* Supplied material *
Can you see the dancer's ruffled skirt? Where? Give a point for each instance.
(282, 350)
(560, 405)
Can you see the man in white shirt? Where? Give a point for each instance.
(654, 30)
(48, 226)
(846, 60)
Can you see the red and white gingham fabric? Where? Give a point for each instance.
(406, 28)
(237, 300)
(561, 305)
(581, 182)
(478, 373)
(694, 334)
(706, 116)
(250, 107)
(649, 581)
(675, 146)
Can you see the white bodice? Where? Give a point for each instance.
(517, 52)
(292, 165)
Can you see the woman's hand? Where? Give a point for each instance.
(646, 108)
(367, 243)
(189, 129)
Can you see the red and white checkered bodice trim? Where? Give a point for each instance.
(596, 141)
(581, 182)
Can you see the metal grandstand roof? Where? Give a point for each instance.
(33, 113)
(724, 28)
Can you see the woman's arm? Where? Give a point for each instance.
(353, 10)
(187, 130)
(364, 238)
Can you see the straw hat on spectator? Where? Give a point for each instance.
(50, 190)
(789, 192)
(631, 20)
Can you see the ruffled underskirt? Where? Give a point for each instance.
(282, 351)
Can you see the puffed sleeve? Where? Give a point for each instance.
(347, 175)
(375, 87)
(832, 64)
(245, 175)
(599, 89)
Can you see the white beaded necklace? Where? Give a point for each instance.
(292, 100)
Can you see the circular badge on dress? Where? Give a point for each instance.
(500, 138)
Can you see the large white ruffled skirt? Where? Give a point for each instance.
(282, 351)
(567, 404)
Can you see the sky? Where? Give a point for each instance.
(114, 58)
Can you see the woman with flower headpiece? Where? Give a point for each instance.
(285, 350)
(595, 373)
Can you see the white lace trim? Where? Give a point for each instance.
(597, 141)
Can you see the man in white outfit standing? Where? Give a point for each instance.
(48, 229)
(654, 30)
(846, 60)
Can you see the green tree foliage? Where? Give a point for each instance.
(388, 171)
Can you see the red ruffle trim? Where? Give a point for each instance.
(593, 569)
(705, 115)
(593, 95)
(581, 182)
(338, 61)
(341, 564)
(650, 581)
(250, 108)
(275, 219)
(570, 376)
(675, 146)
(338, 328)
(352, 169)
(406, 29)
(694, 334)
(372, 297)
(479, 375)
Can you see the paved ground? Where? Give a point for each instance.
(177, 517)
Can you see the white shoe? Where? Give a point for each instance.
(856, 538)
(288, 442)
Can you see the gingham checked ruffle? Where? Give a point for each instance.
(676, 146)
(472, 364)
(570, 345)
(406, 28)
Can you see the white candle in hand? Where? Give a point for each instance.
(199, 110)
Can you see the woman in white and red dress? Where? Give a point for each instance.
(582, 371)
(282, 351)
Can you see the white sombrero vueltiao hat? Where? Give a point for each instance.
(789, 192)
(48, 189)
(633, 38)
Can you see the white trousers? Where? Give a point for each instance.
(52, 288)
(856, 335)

* Required action *
From the line holding "Can you see the white trousers?" to the last line of the entries above, restate each line exactly; include both ends and omit everything else.

* Solution *
Can you see the white trousers? Where? Give a point for each instance.
(52, 288)
(856, 335)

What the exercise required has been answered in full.